Word for word, transcribe the lines below and drop the pictures.

Collected data:

= = = =

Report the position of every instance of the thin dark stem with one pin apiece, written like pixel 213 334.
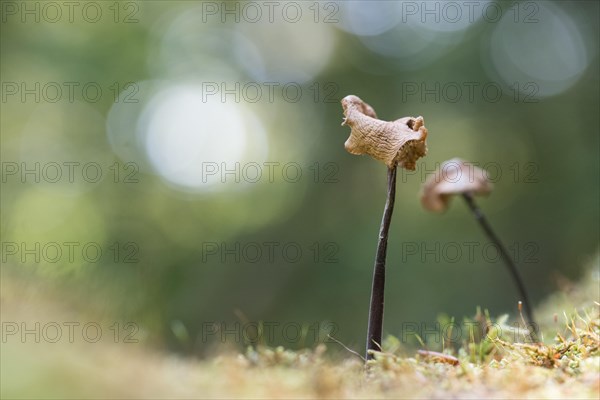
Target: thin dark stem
pixel 376 306
pixel 507 260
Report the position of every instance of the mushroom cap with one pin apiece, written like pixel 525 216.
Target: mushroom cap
pixel 401 142
pixel 453 176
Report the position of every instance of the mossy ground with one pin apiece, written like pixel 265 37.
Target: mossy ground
pixel 495 365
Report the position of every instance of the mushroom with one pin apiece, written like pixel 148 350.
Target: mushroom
pixel 397 143
pixel 453 176
pixel 400 142
pixel 457 176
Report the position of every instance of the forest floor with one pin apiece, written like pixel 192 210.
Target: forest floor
pixel 565 365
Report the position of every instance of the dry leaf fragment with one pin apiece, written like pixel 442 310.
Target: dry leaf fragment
pixel 400 142
pixel 453 176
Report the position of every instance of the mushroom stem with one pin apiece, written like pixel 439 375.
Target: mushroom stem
pixel 480 217
pixel 377 290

= = = =

FULL SOLUTION.
Report the position of every instance of the thin dark stem with one pin apiece, written like pixel 213 334.
Target: thin dark stem
pixel 376 306
pixel 507 260
Report the position of every instance of the mushroom cap with one pin apiece, written like pixel 525 216.
Target: mushroom cap
pixel 401 142
pixel 453 176
Report the position of every instance of the mossy ground with one pin apiece, written like pixel 265 37.
Target: mossy ground
pixel 495 365
Report the position of every instance of the mushroom with one pin apiece, written like pixel 148 350.
Target: mushroom
pixel 397 143
pixel 453 176
pixel 400 142
pixel 457 176
Report the position of every instance of the forest floor with one pin apiece, written like pixel 192 210.
Target: forest floor
pixel 565 365
Report the position of every instance of the dry leaf fragment with one pin apiece, written like pixel 442 310.
Target: dry leaf fragment
pixel 400 142
pixel 453 176
Report the position of every instance of the mushroom stem with one pin apiece, written like pixel 439 375.
Target: mushroom stem
pixel 480 217
pixel 377 290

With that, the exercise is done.